Given problem. Output, verbatim, the lines of the data starting at the line that contains "Place one point per instance of the church" and ending at the last line of the data, with both of those lines included.

::::::::::

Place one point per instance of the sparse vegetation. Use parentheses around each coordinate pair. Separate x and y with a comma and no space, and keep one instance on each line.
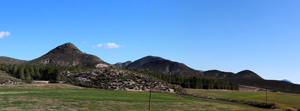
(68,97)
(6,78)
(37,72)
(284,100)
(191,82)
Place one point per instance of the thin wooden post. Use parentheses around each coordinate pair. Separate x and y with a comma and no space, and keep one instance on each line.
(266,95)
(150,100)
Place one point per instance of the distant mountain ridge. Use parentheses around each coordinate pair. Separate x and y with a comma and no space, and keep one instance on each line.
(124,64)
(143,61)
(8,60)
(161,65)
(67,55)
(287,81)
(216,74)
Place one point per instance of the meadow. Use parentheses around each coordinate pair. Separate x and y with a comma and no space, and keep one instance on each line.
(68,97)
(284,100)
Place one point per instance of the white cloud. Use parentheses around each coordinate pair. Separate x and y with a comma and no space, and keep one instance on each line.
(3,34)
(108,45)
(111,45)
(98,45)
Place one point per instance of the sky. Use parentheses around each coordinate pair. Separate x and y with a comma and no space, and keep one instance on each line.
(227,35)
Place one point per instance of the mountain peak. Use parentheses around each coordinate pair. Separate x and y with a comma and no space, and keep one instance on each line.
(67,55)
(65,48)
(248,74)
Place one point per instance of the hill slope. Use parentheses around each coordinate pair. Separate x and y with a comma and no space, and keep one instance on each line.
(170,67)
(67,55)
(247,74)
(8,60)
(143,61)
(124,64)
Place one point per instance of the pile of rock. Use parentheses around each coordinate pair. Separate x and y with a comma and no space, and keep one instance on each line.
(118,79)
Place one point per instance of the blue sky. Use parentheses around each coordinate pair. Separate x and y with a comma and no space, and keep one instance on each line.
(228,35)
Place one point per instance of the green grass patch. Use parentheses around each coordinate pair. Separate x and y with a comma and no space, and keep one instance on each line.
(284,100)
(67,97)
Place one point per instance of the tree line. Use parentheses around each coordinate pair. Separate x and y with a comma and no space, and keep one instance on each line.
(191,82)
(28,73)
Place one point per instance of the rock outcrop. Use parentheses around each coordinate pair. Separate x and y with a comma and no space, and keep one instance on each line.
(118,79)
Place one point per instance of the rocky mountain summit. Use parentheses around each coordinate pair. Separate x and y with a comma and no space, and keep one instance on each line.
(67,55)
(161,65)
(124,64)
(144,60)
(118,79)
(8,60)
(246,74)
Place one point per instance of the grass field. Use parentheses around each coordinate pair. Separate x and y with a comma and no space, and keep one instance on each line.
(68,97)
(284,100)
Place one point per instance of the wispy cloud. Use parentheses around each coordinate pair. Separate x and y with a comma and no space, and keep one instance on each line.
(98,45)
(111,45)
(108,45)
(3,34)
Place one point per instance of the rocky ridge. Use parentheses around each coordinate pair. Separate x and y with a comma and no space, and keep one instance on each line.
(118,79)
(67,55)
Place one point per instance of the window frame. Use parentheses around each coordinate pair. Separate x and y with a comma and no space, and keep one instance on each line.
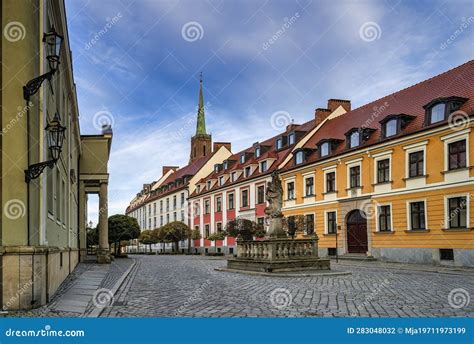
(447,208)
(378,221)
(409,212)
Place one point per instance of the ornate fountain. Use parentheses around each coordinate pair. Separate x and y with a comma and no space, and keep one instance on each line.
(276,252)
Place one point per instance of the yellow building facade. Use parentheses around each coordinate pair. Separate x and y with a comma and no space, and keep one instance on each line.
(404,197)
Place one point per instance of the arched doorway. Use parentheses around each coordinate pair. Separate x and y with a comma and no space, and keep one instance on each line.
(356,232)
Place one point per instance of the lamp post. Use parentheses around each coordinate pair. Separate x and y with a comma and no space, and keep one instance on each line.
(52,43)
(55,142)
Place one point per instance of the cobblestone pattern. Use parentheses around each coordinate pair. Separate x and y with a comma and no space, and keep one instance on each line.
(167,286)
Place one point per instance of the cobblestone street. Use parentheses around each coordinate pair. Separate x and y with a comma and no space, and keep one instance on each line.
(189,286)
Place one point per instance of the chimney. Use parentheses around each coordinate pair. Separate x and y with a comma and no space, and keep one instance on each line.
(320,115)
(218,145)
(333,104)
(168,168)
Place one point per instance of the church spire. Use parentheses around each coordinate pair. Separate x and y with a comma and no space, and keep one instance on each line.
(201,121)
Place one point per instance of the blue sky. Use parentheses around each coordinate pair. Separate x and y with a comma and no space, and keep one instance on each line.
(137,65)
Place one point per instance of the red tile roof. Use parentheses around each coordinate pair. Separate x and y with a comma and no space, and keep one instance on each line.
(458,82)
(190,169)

::::::::::

Finished task.
Place one point per instance of the church spire. Use parentheses around each coordinate pair. Separate x and y with a comma and no space, and keep one instance on each line.
(201,121)
Place one point per instance of the blue sky. Use parentheses around each coordinate pair. Separate x and y with a comma and no space, and keep one instance on each line.
(137,65)
Place one point per instance of the red tile roof. Use parentheses around each coordinate pair. Separate x and y with a comma and no space, and keep one instance on each line.
(458,82)
(190,169)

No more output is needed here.